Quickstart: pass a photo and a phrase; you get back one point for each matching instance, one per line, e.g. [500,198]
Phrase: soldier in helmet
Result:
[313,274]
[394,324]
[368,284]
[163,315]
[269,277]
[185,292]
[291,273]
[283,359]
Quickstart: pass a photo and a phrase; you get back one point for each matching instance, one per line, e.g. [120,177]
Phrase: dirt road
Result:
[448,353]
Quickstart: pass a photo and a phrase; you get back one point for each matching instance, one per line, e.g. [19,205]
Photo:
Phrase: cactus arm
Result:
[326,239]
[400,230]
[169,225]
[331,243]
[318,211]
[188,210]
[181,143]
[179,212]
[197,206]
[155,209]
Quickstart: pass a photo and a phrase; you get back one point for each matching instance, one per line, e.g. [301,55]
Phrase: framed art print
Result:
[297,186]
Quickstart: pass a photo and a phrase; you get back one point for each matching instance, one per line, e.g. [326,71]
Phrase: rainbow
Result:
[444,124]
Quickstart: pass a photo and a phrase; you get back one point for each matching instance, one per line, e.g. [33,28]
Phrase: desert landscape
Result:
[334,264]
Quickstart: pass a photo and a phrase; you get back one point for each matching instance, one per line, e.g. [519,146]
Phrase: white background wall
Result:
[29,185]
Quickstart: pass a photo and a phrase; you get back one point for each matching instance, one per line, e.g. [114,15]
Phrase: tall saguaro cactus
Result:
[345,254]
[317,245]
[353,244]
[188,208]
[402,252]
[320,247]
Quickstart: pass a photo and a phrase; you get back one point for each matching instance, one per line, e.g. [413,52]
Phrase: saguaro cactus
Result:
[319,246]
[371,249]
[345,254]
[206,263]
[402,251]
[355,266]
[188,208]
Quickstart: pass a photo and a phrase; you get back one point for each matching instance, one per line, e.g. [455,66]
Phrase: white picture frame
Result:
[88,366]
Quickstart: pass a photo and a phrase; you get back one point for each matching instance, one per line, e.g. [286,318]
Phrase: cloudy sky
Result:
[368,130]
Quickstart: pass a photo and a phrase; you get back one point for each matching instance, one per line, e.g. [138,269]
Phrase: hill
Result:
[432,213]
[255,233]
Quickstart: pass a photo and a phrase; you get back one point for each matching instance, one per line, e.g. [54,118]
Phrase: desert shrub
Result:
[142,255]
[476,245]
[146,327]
-*-*-
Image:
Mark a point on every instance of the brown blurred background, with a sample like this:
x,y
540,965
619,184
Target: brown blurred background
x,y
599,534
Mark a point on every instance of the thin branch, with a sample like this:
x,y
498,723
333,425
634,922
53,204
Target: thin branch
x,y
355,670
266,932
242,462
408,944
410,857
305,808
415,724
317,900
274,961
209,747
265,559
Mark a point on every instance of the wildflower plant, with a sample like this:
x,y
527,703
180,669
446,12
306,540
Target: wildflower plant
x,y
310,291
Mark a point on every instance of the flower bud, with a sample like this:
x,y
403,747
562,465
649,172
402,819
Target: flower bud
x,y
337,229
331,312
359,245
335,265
-*-*-
Show, from the listing above, each line that contains the word "desert".

Phrase: desert landscape
Phrase: desert shrub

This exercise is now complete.